(begin)

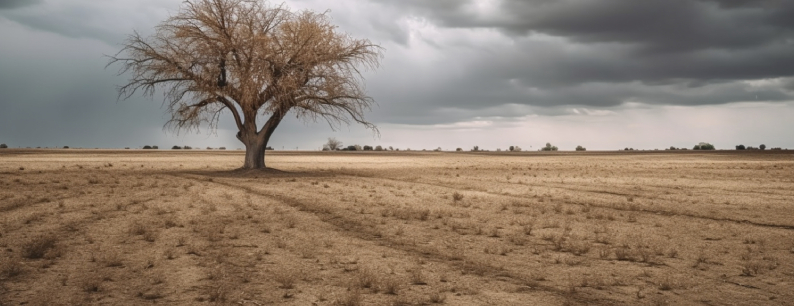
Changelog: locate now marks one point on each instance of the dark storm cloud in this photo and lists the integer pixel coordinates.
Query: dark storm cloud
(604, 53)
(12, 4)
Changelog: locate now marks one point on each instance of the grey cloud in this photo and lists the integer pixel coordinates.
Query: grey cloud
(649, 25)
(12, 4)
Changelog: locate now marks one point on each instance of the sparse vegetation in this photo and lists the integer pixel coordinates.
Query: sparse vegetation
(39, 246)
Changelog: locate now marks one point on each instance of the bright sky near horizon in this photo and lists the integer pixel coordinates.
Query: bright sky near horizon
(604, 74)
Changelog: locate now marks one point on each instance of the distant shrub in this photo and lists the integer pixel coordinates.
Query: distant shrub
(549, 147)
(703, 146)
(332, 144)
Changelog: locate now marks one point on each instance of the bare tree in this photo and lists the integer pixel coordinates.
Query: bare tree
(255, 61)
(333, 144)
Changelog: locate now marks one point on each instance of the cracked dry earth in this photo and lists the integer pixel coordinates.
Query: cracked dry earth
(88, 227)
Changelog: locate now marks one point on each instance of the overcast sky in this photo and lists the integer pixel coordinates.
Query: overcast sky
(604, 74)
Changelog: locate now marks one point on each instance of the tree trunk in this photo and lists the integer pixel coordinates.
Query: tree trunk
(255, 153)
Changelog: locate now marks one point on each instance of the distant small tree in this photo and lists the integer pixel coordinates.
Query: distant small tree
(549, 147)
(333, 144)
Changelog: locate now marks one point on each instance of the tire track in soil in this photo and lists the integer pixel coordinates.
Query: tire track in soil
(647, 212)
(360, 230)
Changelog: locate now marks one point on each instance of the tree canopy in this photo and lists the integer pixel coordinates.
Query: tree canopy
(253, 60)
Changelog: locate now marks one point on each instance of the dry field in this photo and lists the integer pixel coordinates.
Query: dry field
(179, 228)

(end)

Problem statement - Substitute "Label" for "Query" in the part that opens with the line containing "of the overcast" and closes at the end of the entries, and give those lines again with nothing else changed.

Solution below -
Changelog: locate now marks one point on each instance of the overcast sky in this photo and lists the integer pixel coordinates.
Label: overcast sky
(604, 74)
Changelog: locate now marks one point on each instance of the tree trunk in this photo and lists the integer pixel coordinates.
Label: tree trunk
(255, 153)
Changelog: locate now marks one point on each instance of the distant small tree in this photo and lists the integer pixel coordinates.
Label: distant small tree
(549, 147)
(333, 144)
Changelog: locate now marks one point on each instance of the tire track in soil in this photo and lists the integer pixel coordinates.
Label: tire track in soil
(647, 212)
(360, 230)
Changelog: locate now marks one point on each instance of the tree canopy in this photo and lists the integer pixel coordinates.
Label: tree canopy
(253, 60)
Changelog: locate now marks one point on each instance of the dry field in this photo and lists the integer pixel coordinates.
Label: dry field
(179, 228)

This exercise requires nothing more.